• WRITTEN PROBLEM 1
From the DFPAU-DP description, set down the passage from "Our efficient coprocessor" up to and including "and 32-bit processors.".
• WRITTEN PROBLEM 2
According to the DFPAU-DP description, which processor was the coprocessor designed to operate with?
• WRITTEN PROBLEM 3
For each statement, say whether it agrees with the DFPAU-DP description, and quote the deciding words. (a) Using the coprocessor requires modifications to the main software. (b) Drivers for all popular 8051 C compilers come with the DFPAU-DP package. (c) The format of the input numbers follows the IEEE-754 standard.

DFPAU-DP
Floating Point Arithmetic Coprocessor - Double Precision
Documentation
The DFPAU-DP is a Floating Point Arithmetic Coprocessor, designed to assist CPU in performing the floating point arithmetic computations. Our reliable solution directly replaces C software functions, by equivalent, very fast hardware operations, which significantly accelerate system performance. It does not require any programming, the same like no modifications to be made in the main software. Everything is done automatically during software compilation by the DFPAU-DP C driver.
Our efficient coprocessor was designed to operate with DCD’s DP8051 but can also operate with any other 8-, 16- and 32-bit processor. Drivers for all popular 8051 C compilers are delivered together with the DFPAU-DP package.
It uses specialized algorithms to compute math functions like: addition, subtraction, multiplication, division, square root and comparison. The DFPAU-DP has built-in conversion instructions, from integer type to floating point type and vice versa. The input numbers' format has been developed according to IEEE-754 standard. Our Floating Point Arithmetic Coprocessor supports double and single precision real numbers: 8-bit, 16-bit and 32-bit integers. This proprietary solution is ready to be used both with 8-, 16- and 32-bit processors.

• GIVEN INFORMATION
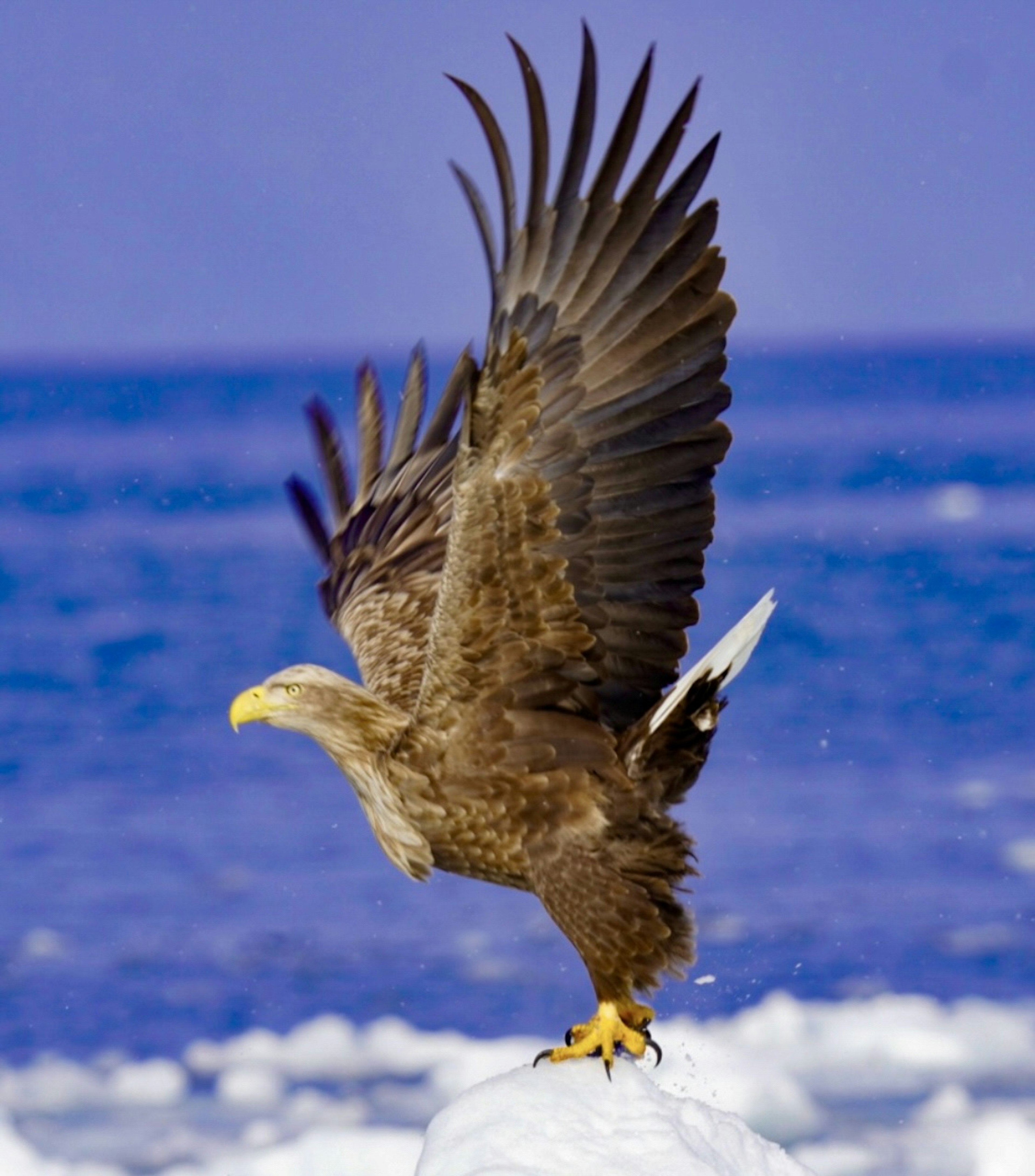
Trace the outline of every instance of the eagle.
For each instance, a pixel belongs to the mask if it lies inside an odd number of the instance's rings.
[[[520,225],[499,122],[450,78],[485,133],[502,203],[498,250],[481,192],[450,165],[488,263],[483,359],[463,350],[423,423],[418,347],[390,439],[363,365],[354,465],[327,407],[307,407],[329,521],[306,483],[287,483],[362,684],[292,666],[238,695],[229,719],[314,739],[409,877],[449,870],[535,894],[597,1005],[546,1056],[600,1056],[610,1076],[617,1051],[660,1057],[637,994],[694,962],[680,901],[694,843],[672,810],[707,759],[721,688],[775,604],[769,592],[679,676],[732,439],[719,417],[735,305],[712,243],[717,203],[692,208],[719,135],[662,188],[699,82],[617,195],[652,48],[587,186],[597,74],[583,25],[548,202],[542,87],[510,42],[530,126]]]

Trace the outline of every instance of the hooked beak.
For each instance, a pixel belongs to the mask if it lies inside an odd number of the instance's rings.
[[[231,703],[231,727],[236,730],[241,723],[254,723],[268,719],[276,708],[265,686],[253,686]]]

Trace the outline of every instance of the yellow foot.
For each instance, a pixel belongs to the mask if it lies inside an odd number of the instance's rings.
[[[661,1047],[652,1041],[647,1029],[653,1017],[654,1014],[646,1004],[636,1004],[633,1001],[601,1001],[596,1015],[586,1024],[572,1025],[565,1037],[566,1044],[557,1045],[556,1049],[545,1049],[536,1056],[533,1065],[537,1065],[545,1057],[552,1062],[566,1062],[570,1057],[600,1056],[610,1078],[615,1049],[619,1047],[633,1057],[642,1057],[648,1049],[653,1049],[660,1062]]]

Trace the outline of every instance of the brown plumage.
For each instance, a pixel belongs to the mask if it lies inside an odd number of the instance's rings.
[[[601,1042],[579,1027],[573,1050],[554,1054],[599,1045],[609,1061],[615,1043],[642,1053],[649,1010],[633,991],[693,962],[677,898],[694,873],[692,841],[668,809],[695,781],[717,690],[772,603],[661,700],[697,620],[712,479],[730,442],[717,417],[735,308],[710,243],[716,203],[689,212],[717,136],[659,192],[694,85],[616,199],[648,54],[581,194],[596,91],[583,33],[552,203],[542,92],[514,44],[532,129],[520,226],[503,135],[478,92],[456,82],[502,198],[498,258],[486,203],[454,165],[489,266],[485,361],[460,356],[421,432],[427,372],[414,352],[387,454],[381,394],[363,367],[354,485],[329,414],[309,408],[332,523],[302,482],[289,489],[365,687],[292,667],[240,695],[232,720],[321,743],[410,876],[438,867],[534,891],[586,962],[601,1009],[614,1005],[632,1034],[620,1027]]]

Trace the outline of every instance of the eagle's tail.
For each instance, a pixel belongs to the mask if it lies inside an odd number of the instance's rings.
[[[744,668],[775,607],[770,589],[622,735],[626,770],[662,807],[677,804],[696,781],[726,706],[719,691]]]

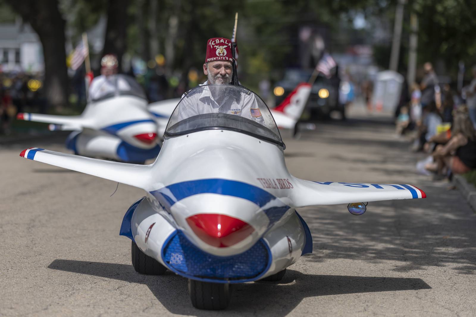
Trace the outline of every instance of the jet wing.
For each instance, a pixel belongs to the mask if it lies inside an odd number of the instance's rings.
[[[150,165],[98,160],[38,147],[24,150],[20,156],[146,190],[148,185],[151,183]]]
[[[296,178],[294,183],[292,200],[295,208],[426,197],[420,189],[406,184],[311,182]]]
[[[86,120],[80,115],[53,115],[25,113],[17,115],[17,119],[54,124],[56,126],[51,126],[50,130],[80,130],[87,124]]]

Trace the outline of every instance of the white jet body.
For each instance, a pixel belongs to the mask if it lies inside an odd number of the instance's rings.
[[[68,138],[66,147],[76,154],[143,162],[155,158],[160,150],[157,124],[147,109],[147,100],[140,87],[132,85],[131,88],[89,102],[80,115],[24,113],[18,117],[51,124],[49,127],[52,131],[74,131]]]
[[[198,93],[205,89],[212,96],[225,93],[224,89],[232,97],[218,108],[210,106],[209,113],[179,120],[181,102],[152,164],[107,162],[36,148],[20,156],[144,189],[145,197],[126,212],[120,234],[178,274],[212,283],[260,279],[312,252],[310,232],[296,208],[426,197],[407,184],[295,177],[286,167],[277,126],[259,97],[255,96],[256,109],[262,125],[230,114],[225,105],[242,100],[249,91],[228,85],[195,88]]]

--

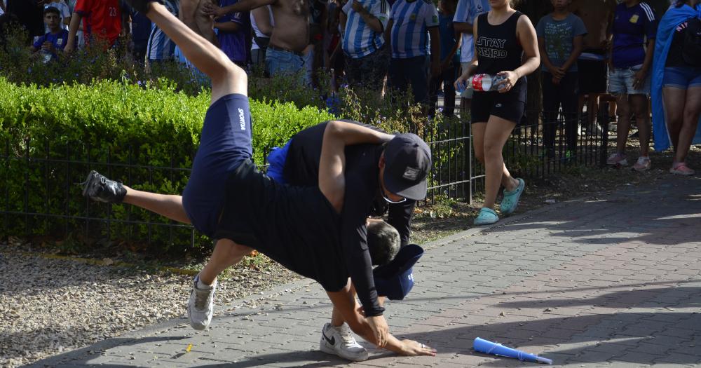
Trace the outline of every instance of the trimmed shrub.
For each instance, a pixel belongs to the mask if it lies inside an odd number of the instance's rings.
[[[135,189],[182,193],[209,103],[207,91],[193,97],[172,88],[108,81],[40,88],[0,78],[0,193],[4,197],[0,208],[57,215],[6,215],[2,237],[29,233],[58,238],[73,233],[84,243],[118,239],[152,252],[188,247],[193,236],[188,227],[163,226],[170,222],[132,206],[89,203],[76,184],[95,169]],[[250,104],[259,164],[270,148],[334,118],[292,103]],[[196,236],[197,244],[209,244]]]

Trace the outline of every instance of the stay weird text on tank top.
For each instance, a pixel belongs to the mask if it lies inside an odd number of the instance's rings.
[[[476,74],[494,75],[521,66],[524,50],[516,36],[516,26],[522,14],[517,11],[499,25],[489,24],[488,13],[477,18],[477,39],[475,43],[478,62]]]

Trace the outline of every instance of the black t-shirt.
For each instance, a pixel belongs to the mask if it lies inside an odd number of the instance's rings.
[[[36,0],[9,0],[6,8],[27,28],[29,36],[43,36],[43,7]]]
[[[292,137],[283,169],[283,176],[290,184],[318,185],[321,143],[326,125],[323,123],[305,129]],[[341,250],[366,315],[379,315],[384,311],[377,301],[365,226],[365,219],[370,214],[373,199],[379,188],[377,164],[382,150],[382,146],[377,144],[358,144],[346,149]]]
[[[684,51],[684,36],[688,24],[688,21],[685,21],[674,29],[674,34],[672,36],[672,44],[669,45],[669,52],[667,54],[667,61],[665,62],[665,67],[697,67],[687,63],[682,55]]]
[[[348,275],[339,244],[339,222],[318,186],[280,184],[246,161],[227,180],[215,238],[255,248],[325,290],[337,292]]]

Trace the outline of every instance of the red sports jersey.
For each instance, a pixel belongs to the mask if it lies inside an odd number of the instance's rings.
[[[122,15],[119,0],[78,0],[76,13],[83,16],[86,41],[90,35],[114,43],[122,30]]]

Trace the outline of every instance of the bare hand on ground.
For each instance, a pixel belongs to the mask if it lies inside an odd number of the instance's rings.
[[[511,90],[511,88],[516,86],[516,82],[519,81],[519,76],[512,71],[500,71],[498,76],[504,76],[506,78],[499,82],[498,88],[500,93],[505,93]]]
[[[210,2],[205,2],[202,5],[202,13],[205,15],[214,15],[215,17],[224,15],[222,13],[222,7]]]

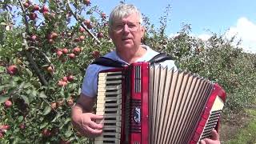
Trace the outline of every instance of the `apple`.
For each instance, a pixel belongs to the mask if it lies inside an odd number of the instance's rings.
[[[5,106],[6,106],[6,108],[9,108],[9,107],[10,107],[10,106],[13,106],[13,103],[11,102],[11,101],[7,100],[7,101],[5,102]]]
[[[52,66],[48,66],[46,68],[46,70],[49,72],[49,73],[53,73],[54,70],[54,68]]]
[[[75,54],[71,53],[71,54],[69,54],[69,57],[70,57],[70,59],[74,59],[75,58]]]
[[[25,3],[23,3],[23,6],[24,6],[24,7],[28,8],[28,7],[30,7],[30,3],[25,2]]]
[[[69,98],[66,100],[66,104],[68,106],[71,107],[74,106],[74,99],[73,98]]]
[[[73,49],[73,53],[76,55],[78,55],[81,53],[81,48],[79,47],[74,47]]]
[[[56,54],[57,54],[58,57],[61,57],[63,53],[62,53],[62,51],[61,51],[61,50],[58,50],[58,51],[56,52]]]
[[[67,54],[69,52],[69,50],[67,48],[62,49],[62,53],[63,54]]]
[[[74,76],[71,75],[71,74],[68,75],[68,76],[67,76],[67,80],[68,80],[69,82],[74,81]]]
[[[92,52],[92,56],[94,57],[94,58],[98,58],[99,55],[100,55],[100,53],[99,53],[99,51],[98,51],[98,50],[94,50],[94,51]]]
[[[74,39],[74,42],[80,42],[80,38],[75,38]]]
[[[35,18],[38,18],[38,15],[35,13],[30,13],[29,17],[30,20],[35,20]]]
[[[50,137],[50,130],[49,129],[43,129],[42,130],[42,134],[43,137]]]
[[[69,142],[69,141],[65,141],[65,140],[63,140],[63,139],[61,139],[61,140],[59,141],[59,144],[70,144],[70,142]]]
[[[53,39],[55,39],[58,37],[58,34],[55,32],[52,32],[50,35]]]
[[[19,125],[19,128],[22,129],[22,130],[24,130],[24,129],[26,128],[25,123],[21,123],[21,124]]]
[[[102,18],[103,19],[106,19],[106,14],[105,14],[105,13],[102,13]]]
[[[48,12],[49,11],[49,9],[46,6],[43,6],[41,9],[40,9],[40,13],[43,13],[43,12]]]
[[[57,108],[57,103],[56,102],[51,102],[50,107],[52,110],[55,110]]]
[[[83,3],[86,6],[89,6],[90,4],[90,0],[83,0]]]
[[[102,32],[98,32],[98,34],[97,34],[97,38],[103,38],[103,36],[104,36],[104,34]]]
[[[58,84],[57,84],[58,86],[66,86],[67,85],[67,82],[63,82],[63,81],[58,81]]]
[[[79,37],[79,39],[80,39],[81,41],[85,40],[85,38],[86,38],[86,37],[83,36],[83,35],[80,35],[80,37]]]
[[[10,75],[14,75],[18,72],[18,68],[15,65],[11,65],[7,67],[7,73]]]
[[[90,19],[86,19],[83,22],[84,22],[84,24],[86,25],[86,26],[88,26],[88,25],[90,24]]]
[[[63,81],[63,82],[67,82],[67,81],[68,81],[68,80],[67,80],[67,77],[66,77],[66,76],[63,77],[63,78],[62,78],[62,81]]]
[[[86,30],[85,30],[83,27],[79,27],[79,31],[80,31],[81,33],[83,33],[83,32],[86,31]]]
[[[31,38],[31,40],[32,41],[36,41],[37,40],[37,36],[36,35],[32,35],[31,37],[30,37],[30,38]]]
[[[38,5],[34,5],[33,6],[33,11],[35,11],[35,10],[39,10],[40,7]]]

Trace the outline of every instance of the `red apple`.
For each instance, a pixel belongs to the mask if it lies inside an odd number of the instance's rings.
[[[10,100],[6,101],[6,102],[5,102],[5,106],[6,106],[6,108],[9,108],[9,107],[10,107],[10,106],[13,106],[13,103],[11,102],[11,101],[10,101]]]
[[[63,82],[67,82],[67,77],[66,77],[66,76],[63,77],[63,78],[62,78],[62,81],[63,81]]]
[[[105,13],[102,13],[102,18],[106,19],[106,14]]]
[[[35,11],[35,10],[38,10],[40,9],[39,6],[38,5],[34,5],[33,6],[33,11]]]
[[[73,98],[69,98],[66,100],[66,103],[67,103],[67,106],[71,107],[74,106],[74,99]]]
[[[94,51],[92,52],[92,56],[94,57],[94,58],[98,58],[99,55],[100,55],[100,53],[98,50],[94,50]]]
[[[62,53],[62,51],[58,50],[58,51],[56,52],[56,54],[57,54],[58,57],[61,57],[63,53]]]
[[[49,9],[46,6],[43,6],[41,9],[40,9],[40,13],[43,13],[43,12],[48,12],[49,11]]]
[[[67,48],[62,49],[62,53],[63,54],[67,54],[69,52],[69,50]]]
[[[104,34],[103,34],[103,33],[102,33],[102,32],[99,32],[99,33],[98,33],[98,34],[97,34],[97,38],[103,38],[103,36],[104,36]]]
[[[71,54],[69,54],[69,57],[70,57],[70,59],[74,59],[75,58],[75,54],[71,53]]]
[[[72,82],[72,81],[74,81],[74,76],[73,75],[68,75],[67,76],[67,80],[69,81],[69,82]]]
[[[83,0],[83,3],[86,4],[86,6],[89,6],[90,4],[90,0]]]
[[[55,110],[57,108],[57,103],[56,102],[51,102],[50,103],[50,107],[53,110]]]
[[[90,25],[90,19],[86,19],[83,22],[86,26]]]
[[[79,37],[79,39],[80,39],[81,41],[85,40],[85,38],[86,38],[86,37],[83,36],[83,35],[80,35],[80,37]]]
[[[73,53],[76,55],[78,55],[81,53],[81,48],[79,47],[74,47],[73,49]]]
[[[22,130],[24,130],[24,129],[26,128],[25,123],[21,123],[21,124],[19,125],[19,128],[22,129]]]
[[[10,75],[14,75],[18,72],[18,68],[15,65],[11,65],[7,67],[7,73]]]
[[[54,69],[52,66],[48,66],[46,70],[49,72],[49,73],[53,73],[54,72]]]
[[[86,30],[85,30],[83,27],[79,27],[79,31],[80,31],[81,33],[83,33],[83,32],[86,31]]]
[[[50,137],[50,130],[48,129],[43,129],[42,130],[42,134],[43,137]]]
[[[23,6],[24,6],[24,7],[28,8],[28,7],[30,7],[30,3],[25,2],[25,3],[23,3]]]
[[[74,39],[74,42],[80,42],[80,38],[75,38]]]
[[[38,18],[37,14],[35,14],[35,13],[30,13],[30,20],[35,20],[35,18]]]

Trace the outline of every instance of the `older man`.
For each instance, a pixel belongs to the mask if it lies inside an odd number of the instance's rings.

---

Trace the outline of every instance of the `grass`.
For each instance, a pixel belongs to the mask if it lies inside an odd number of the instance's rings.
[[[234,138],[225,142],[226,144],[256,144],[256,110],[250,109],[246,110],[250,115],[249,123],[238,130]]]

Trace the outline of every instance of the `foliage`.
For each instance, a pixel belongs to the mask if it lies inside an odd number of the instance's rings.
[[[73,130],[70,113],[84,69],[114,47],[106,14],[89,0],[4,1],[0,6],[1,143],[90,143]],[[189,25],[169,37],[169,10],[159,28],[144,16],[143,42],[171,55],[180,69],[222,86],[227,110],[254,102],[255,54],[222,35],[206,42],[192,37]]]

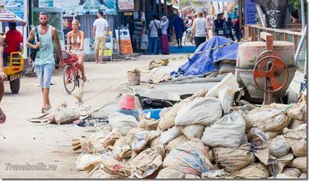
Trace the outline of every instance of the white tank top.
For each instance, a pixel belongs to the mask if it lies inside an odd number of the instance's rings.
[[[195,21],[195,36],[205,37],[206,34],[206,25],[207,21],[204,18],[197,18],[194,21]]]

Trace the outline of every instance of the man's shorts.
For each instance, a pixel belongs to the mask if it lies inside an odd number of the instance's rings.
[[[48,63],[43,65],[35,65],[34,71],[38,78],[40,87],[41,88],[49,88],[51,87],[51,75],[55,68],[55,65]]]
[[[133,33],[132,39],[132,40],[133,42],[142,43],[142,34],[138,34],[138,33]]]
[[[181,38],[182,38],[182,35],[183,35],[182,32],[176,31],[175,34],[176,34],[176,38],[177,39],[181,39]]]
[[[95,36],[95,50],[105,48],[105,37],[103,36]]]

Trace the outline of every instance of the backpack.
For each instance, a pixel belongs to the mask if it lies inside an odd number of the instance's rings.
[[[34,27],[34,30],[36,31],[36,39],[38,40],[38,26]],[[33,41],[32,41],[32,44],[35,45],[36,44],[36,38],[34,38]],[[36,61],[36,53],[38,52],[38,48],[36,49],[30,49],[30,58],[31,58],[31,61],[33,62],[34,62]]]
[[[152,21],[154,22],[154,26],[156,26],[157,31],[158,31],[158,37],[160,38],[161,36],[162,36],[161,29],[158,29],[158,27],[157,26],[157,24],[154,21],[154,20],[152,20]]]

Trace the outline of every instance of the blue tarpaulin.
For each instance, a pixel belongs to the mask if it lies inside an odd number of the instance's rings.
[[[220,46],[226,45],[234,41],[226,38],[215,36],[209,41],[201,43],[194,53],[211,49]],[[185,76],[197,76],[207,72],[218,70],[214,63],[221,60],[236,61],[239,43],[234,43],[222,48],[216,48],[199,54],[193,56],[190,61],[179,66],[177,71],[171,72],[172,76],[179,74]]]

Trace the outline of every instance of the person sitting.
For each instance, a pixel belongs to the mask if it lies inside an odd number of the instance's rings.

• COMPLETE OUTPUT 1
Our efficient coprocessor was designed to operate with DCD’s DP8051 but can also operate with any other 8-, 16- and 32-bit processor. Drivers for all popular 8051 C compilers are delivered together with the DFPAU-DP package.
It uses specialized algorithms to compute math functions like: addition, subtraction, multiplication, division, square root and comparison. The DFPAU-DP has built-in conversion instructions, from integer type to floating point type and vice versa. The input numbers' format has been developed according to IEEE-754 standard. Our Floating Point Arithmetic Coprocessor supports double and single precision real numbers: 8-bit, 16-bit and 32-bit integers. This proprietary solution is ready to be used both with 8-, 16- and 32-bit processors.

• COMPLETE OUTPUT 2
It was designed to operate with DCD’s DP8051.

• COMPLETE OUTPUT 3
(a) No: "It does not require any programming, the same like no modifications to be made in the main software."
(b) Yes: "Drivers for all popular 8051 C compilers are delivered together with the DFPAU-DP package."
(c) Yes: "The input numbers' format has been developed according to IEEE-754 standard."